(TASK PROMPT) Retype every line from the start of the data down to and including the line with "box: [65, 43, 77, 168]". Skip the pictures.

Data entries
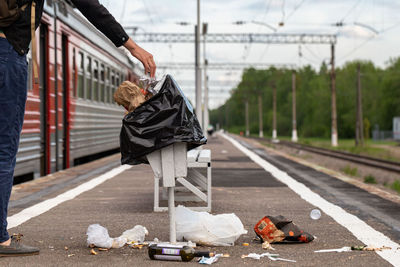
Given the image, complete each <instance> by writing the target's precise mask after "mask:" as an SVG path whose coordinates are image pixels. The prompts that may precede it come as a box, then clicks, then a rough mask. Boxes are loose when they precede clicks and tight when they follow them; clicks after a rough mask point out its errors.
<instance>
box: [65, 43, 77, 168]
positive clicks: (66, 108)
mask: <svg viewBox="0 0 400 267" xmlns="http://www.w3.org/2000/svg"><path fill="white" fill-rule="evenodd" d="M68 51H69V49H68V37H67V36H66V35H63V36H62V81H63V82H62V92H63V100H62V103H63V118H62V120H63V139H62V140H63V141H62V168H63V169H66V168H69V135H70V117H69V115H70V93H69V92H70V90H69V87H70V86H69V77H70V76H69V69H70V68H69V62H68V58H69V56H68ZM73 67H74V66H73Z"/></svg>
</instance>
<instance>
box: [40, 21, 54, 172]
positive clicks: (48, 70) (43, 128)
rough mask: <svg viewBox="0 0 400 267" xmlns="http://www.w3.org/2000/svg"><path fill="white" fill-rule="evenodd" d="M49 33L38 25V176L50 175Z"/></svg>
mask: <svg viewBox="0 0 400 267" xmlns="http://www.w3.org/2000/svg"><path fill="white" fill-rule="evenodd" d="M48 37H49V32H48V26H47V25H46V24H41V25H40V87H39V90H40V175H41V176H44V175H47V174H49V173H50V126H51V125H50V110H49V98H50V96H49V88H48V86H49V77H48V73H49V69H48V66H49V43H48V42H49V38H48Z"/></svg>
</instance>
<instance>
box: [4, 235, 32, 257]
mask: <svg viewBox="0 0 400 267" xmlns="http://www.w3.org/2000/svg"><path fill="white" fill-rule="evenodd" d="M21 236H22V235H21V234H18V235H13V236H12V237H11V244H10V245H9V246H2V245H0V257H11V256H30V255H37V254H39V248H35V247H30V246H26V245H22V244H21Z"/></svg>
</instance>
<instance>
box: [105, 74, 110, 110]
mask: <svg viewBox="0 0 400 267" xmlns="http://www.w3.org/2000/svg"><path fill="white" fill-rule="evenodd" d="M110 80H111V72H110V68H109V67H107V69H106V81H105V85H106V87H105V96H106V102H107V103H110V102H111V93H110Z"/></svg>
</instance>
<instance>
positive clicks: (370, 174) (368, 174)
mask: <svg viewBox="0 0 400 267" xmlns="http://www.w3.org/2000/svg"><path fill="white" fill-rule="evenodd" d="M364 183H366V184H377V181H376V179H375V177H374V176H372V175H371V174H368V175H367V176H365V177H364Z"/></svg>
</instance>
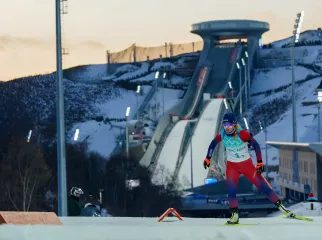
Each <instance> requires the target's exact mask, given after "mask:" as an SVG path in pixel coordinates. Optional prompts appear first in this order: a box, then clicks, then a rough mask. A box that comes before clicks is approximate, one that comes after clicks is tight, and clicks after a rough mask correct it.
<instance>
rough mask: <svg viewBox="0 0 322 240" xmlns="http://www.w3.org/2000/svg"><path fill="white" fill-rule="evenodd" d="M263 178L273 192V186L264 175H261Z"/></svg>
mask: <svg viewBox="0 0 322 240" xmlns="http://www.w3.org/2000/svg"><path fill="white" fill-rule="evenodd" d="M261 176H262V177H263V179H264V181H265V182H266V184H267V185H268V186H269V188H270V189H272V190H273V188H272V186H271V184H269V182H268V181H267V179H266V178H265V177H264V176H263V175H261Z"/></svg>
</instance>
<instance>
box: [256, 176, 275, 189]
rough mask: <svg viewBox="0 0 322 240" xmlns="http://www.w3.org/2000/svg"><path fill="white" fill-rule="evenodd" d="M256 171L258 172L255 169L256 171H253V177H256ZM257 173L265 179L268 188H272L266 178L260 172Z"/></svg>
mask: <svg viewBox="0 0 322 240" xmlns="http://www.w3.org/2000/svg"><path fill="white" fill-rule="evenodd" d="M256 173H258V172H257V171H256V172H254V176H253V178H255V177H256ZM259 175H260V176H261V177H262V178H263V180H264V181H265V183H266V184H267V185H268V186H269V188H270V189H272V190H273V188H272V186H271V184H269V182H268V181H267V179H266V178H265V177H264V176H263V175H262V174H259Z"/></svg>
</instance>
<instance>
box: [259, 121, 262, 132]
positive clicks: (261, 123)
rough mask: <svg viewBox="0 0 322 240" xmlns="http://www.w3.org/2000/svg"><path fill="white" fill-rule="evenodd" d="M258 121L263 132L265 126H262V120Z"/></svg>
mask: <svg viewBox="0 0 322 240" xmlns="http://www.w3.org/2000/svg"><path fill="white" fill-rule="evenodd" d="M258 123H259V128H260V129H261V132H263V126H262V123H261V121H258Z"/></svg>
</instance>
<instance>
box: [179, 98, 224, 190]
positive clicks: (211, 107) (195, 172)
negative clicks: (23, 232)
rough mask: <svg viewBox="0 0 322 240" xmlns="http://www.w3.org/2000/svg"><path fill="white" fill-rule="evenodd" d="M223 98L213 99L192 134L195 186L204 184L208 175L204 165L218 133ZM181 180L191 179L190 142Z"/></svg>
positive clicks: (179, 180)
mask: <svg viewBox="0 0 322 240" xmlns="http://www.w3.org/2000/svg"><path fill="white" fill-rule="evenodd" d="M222 104H223V99H212V100H211V101H210V102H209V104H208V105H207V106H206V108H205V110H204V111H203V113H202V115H201V117H200V118H199V121H198V123H197V127H196V128H195V131H194V133H193V136H192V169H193V186H194V187H197V186H200V185H204V179H205V178H206V177H207V174H208V171H206V170H205V169H204V167H203V165H202V163H203V160H204V158H205V157H206V154H207V150H208V147H209V144H210V142H211V141H212V140H213V139H214V137H215V135H216V133H217V126H218V124H219V121H220V120H219V121H218V117H220V111H221V108H222ZM178 177H179V181H182V179H183V178H185V179H188V180H189V181H190V180H191V144H190V143H189V146H188V150H187V151H186V154H185V157H184V160H183V162H182V165H181V168H180V170H179V175H178Z"/></svg>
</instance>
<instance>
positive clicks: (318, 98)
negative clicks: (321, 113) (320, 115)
mask: <svg viewBox="0 0 322 240" xmlns="http://www.w3.org/2000/svg"><path fill="white" fill-rule="evenodd" d="M321 84H322V81H321ZM318 101H319V102H318V129H319V142H321V116H320V109H321V102H322V89H318Z"/></svg>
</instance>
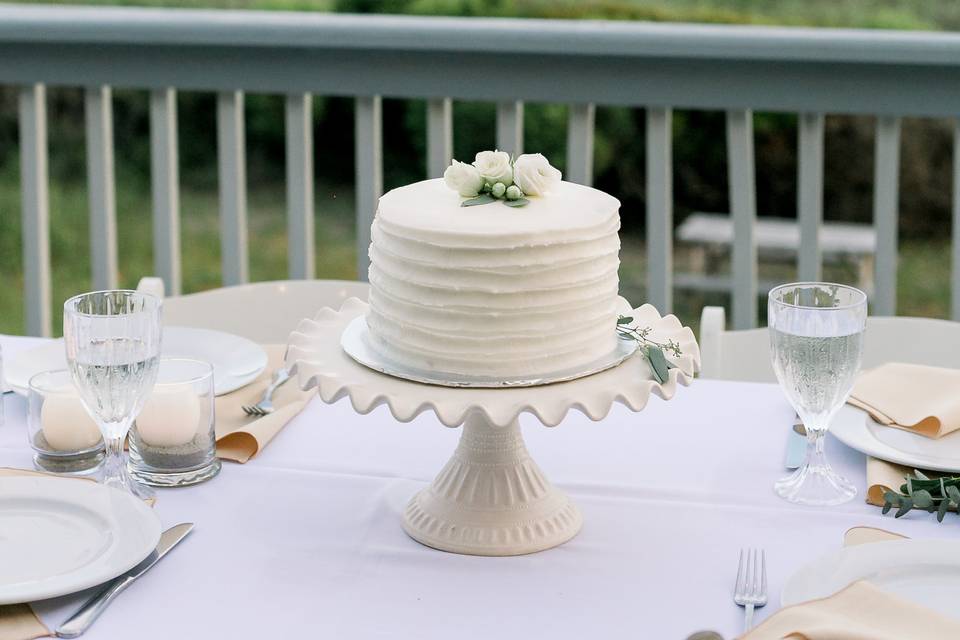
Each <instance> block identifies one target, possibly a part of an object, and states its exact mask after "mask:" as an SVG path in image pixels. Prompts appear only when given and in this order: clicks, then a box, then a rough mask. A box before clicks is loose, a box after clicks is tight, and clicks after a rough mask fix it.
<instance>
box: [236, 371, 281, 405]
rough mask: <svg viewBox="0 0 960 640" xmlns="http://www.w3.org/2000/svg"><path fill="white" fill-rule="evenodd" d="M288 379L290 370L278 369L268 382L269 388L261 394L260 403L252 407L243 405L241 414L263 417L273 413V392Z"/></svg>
mask: <svg viewBox="0 0 960 640" xmlns="http://www.w3.org/2000/svg"><path fill="white" fill-rule="evenodd" d="M289 379H290V370H289V369H287V368H286V367H280V368H279V369H277V370H276V371H274V373H273V380H272V381H271V382H270V386H269V387H267V390H266V391H264V392H263V398H261V399H260V402H258V403H257V404H253V405H247V404H245V405H243V406H242V407H241V408H242V409H243V412H244V413H246V414H247V415H248V416H265V415H267V414H268V413H273V411H274V407H273V392H274V391H276V390H277V389H278V388H279V387H280V385H282V384H283V383H284V382H286V381H287V380H289Z"/></svg>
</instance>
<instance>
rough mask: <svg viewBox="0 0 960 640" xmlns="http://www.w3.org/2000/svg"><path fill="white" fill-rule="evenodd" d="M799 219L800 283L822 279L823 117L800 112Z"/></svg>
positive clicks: (798, 176) (799, 259) (798, 202)
mask: <svg viewBox="0 0 960 640" xmlns="http://www.w3.org/2000/svg"><path fill="white" fill-rule="evenodd" d="M797 138H798V140H797V147H798V149H799V152H798V156H799V158H798V161H797V217H798V218H799V223H800V251H799V253H798V254H797V272H798V274H799V276H800V277H799V279H800V280H805V281H817V280H820V278H821V276H820V273H821V271H822V268H821V262H822V261H821V256H820V226H821V224H822V223H823V114H821V113H801V114H800V115H799V116H798V117H797Z"/></svg>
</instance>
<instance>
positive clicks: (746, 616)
mask: <svg viewBox="0 0 960 640" xmlns="http://www.w3.org/2000/svg"><path fill="white" fill-rule="evenodd" d="M733 601H734V602H736V603H737V604H738V605H740V606H741V607H744V621H743V630H744V631H749V630H750V629H751V628H752V627H753V610H754V608H758V607H762V606H763V605H765V604H767V554H766V553H765V552H764V550H763V549H741V550H740V564H739V566H738V567H737V584H736V586H735V587H734V591H733Z"/></svg>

(REPLY TO THE TASK)
Given the image, complete each <instance> by writing the target's precise mask after "mask:" as an SVG path whose coordinates are image pixels. The prompts that may precede it come as a box, then clicks, then a rough mask. Boxes are loose when they precede clicks and tight when they follow them; clicks after a rough mask point out its errors.
<instance>
box: [65, 43, 77, 168]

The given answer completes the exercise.